One August evening, a former girlfriend and I took an air mattress and a couple of sleeping bags to The Joshua Tree National Park in Southern California. I had missed our group’s party trip to see the Perseids Meteor Shower the previous Saturday night. From some of their reports, it sounded like everyone else in Southern California was there. I was sad to have missed our hiking group’s gathering but not so sad to have missed the crowds.
When we arrived at the Jumbo Rocks camp ground, we saw no more than five other vehicles at widely scattered points throughout the 124 camp sites. We selected a secluded site, paid our fees and unloaded a cooler, air mattress, two sleeping bags and two chairs. It felt as if we had the whole desert to ourselves.
We sat in the camp chairs and enjoyed a delicious chicken salad over fresh spinach and awaited the darkness. The sun had set before we arrived and a few stars began to appear. The temperature was, perhaps, a little warm, but there was a slight breeze that made it perfect. Quickly cleaning up our dinner plates, we settled onto our new queen-sized air mattress and watched the Heavens unfold before us.
The sign at the fee station said that this night would produce the most meteors, but a website had said the previous two nights were to have been best. I really didn’t care which was most accurate. I was just happy to be there with her and to get a chance to sleep under the stars. The last time I had done so, ironically, was about 25 years ago at the same camp ground. It soon became evident that The Milky Way was right where I’d left it.
The Moon was a waning crescent so it wouldn’t rise until a few hours before sunrise. Basically, we had a perfect night for star gazing with only a few wisps of clouds. Still, even on this moonless night, there was enough ambient light from as far away as the Coachella Valley to the South that I had no trouble seeing the surrounding area or walking across the camp site in the “dark.”
As usual for me, I didn’t relax until I had checked my surroundings, making sure I was oriented and knew the most direct route to the car and which objects were on the ground to affect my footing should an aggressive intruder surprise me and elicit a confrontation. She, of course, sensed this and reminded me that I was on a mattress in a nearly deserted camp ground in the middle of the high desert and not in a police car from decades past. Unbeknownst to most, I usually have some sort of defensive weapon with me or within reach when I am out of my every day environs. On this occasion I only had my Swiss Army Officer’s Escape and Evasion Knife so if some hoodlum did decide to confront me, I could have wrestled him to the ground, filed his nails, trimmed the frayed cuffs on his jeans and tightened the screws on his glasses.
But I was prepared for that possibility!
I eventually allowed myself to relax and open myself up to the sky before me. In our over-polluted world, the stars are no longer the traveling companions and navigational beacons which served mankind for millennium. Most days now they are nameless specks of which we see only a few on a really clear night. We’re lucky if we can see a hundred stars and I couldn’t remember the last time, in my harried life, that I had taken the time to look at stars.

Stored entries:
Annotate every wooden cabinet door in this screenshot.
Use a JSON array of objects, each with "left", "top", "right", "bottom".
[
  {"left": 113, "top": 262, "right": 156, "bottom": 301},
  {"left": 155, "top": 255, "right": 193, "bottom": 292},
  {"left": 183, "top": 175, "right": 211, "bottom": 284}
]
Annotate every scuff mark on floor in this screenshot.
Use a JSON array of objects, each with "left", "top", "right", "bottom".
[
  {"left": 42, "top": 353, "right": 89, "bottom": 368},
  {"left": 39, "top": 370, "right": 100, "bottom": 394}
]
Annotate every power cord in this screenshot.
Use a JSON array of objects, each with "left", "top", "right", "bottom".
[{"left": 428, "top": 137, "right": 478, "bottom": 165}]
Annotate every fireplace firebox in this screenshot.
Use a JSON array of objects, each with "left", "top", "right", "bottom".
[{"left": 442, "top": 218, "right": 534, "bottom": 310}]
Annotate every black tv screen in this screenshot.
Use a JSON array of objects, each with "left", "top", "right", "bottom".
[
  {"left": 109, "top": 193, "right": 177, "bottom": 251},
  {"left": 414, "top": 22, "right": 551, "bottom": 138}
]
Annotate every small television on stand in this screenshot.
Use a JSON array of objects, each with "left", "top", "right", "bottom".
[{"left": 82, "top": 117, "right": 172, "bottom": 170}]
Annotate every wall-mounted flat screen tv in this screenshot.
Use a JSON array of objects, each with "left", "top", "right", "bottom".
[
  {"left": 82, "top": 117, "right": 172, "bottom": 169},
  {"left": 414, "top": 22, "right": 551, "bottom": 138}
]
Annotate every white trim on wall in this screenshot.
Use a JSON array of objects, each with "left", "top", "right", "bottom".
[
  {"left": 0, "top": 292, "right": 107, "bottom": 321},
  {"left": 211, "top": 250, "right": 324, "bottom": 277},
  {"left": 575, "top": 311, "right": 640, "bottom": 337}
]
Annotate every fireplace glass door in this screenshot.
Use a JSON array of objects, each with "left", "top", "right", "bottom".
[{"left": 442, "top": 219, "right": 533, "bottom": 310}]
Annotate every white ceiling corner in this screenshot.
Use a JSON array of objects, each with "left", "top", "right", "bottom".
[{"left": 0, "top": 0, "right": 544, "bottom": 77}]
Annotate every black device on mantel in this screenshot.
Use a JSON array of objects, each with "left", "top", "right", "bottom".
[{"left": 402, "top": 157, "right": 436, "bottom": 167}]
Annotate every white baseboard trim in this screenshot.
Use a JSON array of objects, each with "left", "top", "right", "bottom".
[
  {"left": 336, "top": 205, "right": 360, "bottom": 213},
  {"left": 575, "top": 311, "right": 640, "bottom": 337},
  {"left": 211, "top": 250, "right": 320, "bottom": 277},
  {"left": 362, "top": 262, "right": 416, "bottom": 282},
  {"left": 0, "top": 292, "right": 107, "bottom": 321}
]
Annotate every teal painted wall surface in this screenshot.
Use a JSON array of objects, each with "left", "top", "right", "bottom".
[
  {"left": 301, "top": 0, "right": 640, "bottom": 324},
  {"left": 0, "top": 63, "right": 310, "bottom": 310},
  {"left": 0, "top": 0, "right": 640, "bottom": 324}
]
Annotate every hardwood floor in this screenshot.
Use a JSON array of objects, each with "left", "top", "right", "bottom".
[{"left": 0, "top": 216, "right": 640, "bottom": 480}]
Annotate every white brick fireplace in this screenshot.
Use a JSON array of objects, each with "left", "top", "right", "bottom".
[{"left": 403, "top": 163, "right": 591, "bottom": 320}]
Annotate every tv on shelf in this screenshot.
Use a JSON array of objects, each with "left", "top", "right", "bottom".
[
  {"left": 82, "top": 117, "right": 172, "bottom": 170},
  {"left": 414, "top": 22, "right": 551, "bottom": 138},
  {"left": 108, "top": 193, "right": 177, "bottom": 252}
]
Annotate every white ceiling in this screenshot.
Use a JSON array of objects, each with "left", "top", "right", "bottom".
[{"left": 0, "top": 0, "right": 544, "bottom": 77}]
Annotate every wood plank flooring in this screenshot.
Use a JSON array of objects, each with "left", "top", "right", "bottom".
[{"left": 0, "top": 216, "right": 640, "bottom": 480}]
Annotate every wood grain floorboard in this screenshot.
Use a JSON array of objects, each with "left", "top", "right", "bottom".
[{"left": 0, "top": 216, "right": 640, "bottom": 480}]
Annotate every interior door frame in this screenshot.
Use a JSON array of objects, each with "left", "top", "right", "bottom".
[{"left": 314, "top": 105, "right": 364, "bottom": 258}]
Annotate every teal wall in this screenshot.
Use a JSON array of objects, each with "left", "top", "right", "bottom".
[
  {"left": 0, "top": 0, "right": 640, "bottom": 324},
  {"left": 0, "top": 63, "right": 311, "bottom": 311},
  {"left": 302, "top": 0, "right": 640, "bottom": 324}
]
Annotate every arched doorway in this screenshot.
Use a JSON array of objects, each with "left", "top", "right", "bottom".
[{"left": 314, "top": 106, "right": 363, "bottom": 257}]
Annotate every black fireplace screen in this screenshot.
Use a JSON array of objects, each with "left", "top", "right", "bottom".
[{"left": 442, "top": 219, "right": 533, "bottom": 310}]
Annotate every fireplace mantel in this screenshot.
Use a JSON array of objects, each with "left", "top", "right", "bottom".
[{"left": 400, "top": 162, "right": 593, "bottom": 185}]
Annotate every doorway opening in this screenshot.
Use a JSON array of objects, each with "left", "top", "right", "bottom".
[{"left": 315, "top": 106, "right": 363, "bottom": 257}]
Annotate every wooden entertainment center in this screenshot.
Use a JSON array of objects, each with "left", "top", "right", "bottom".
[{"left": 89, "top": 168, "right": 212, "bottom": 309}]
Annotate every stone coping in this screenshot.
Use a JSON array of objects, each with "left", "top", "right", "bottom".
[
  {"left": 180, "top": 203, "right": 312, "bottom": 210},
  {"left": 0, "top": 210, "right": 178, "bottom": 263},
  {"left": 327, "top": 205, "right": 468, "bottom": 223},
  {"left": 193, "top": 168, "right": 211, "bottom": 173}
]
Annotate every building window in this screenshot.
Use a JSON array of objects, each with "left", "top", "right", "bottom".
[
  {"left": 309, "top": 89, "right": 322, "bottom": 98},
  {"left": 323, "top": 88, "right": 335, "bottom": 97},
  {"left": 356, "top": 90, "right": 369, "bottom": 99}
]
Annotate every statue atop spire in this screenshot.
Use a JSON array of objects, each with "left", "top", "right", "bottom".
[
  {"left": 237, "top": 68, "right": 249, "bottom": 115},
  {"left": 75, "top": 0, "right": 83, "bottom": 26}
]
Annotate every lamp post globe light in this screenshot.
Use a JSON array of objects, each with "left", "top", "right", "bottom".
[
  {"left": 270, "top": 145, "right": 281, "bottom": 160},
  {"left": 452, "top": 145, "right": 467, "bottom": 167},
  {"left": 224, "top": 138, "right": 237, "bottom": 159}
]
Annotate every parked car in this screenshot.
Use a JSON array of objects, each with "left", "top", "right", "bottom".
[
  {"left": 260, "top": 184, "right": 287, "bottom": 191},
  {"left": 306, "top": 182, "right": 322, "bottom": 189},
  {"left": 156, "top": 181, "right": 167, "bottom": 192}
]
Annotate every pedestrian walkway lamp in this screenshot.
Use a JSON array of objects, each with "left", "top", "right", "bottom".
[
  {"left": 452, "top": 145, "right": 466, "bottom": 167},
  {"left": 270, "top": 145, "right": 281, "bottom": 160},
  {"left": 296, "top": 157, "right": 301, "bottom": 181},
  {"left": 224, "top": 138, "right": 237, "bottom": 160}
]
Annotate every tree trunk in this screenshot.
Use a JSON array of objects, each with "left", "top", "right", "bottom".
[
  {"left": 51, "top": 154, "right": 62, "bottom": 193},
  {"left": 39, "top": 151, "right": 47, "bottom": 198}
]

Required work:
**a)** How many camp sites does the Joshua Tree passage say the Jumbo Rocks camp ground has?
**b)** Quote the Joshua Tree passage starting with "As usual for" and going on through "on his glasses.".
**c)** According to the Joshua Tree passage, what did the pair unload at their camp site? Name every item.

The solutions:
**a)** 124 camp sites.

**b)**
As usual for me, I didn’t relax until I had checked my surroundings, making sure I was oriented and knew the most direct route to the car and which objects were on the ground to affect my footing should an aggressive intruder surprise me and elicit a confrontation. She, of course, sensed this and reminded me that I was on a mattress in a nearly deserted camp ground in the middle of the high desert and not in a police car from decades past. Unbeknownst to most, I usually have some sort of defensive weapon with me or within reach when I am out of my every day environs. On this occasion I only had my Swiss Army Officer’s Escape and Evasion Knife so if some hoodlum did decide to confront me, I could have wrestled him to the ground, filed his nails, trimmed the frayed cuffs on his jeans and tightened the screws on his glasses.

**c)** A cooler, an air mattress, two sleeping bags and two chairs.